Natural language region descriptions
※ ※ ※

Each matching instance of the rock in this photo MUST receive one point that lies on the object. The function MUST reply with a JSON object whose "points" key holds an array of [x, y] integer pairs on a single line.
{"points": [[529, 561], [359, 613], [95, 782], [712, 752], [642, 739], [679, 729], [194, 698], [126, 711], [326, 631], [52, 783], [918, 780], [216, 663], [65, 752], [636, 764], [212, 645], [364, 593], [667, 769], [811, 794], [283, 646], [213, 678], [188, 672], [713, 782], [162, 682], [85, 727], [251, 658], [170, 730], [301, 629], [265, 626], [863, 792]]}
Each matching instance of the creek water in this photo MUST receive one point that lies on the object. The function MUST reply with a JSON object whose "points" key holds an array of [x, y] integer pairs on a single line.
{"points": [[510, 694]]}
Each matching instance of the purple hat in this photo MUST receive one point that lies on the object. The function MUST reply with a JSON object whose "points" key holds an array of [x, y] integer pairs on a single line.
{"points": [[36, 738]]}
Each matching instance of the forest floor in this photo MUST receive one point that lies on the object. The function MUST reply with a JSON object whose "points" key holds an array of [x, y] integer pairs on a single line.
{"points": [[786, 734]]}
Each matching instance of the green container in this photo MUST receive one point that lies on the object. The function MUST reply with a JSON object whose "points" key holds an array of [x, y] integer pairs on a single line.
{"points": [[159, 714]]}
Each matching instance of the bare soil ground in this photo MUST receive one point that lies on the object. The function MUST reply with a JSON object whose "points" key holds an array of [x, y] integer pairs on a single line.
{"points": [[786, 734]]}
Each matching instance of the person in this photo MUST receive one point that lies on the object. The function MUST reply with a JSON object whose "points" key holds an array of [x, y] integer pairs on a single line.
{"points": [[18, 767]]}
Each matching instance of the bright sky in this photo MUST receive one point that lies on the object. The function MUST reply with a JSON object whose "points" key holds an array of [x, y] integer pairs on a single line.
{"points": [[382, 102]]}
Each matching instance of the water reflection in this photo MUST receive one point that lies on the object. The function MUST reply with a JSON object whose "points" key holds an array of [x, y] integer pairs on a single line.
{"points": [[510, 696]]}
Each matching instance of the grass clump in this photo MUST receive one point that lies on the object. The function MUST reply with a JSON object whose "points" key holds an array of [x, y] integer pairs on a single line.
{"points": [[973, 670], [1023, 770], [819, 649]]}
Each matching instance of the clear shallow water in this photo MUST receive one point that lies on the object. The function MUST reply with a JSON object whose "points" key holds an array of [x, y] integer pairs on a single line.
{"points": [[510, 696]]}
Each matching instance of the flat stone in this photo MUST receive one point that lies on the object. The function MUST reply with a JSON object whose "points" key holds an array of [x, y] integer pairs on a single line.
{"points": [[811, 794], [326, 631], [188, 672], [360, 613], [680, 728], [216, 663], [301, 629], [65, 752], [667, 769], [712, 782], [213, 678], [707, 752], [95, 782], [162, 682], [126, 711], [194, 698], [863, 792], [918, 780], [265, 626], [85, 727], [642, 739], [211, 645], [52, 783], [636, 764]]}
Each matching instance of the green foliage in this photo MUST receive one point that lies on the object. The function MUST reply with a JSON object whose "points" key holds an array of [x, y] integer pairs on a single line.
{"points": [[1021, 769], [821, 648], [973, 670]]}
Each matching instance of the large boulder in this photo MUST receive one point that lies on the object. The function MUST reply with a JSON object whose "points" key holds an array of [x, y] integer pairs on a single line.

※ ※ ※

- [PROBLEM]:
Every piece of the data must be set down exactly. Omit nothing.

- [TASK RESULT]:
Each matching instance of the rock in this photo MUST receive one point that lies on the object. The function MUST reply with a JSON object whose "points" key holds an array of [x, y] integer pairs on a single line.
{"points": [[529, 561], [359, 613], [95, 782], [712, 752], [642, 739], [679, 729], [194, 698], [126, 711], [326, 631], [52, 783], [918, 780], [216, 663], [65, 752], [636, 764], [212, 645], [364, 593], [667, 769], [811, 794], [283, 646], [213, 678], [188, 672], [713, 782], [162, 682], [85, 727], [251, 658], [170, 730], [301, 629], [265, 626], [863, 792]]}
Each matching instance of the creek water in this photo MUST receive one point that lies on the object. The function MUST reply with a JSON object whose "points" key holds an array of [x, y] integer pairs on a single line.
{"points": [[510, 694]]}
Each matching instance of the purple hat in this photo MUST receive one point that lies on the object. The function MUST reply with a JSON object whose "points" key holds an array of [x, y] integer pairs on a single line.
{"points": [[36, 738]]}
Each matching instance of the forest floor in this photo MUST receive one point that lies on the object. The function MUST reply with a JSON object whose "points" key holds an array of [x, y] integer pairs on a single line.
{"points": [[786, 734]]}
Each matching instance of the green container in this photo MUST receive one point that lies on the object. The function MUST reply with a JSON object whose "points" key holds an array of [x, y] integer pairs on a single line.
{"points": [[159, 714]]}
Each matching instance of the bare soil ground in this photo MUST receive one point that lies on the object. The function MUST reply with a JSON object whose "points" key holds an array of [x, y] integer pairs on a single line.
{"points": [[786, 734]]}
Each matching instance of the person in this photo MUST receive one point that lies on the object. The function MUST reply with a JSON object whose "points" key holds an array of [x, y] integer pairs on a single line.
{"points": [[18, 767]]}
Each matching instance of the bright sky in this photo MUST receive one point that lies on the object. The function MUST reply with a JSON object whose "points" key holds an array of [x, y] integer pairs on a single line.
{"points": [[382, 102]]}
Each matching instance of the water reflection in this photo MUST receive one point that lies on the object. The function MUST reply with a JSON object whose "points" key holds an array of [x, y] integer pairs on a single line.
{"points": [[510, 696]]}
Each matching instance of the grass clump in this photo MUST receive one point that lies on the object. The function MUST reply with a JSON object whose "points" key holds an array of [x, y] integer pairs on a single line.
{"points": [[973, 670], [1023, 770], [819, 649]]}
Each matching instance of the clear shallow water in this photo MUST receive one point that lies on the object. The function MUST reply with a JSON object whose "points" key holds an array of [x, y] integer pairs on a single line.
{"points": [[510, 696]]}
Each matching instance of the flat stone in this photo MUST receive one point that lies on the object. The function MUST reply with a JSON object whose "points" key holds an array of [x, y] integer pairs on a single line.
{"points": [[811, 794], [326, 631], [188, 672], [360, 613], [680, 728], [216, 663], [301, 629], [65, 752], [667, 769], [712, 782], [213, 678], [707, 752], [95, 782], [162, 682], [126, 711], [194, 698], [863, 792], [918, 780], [265, 626], [85, 727], [642, 739], [211, 645], [52, 783], [636, 764]]}
Each matching instance of the green foliage in this photo MUST receive one point that lies on the object. The function MUST reply with a JSON object whose "points" key holds an array of [x, y] integer pairs on a single line.
{"points": [[1021, 769], [821, 648], [973, 670]]}
Each matching instance of the large boulder in this photo MUST receive one point that lies on the object. The function MUST reply with a JSON object whose "points" key holds an array of [x, y] integer pairs on a single line.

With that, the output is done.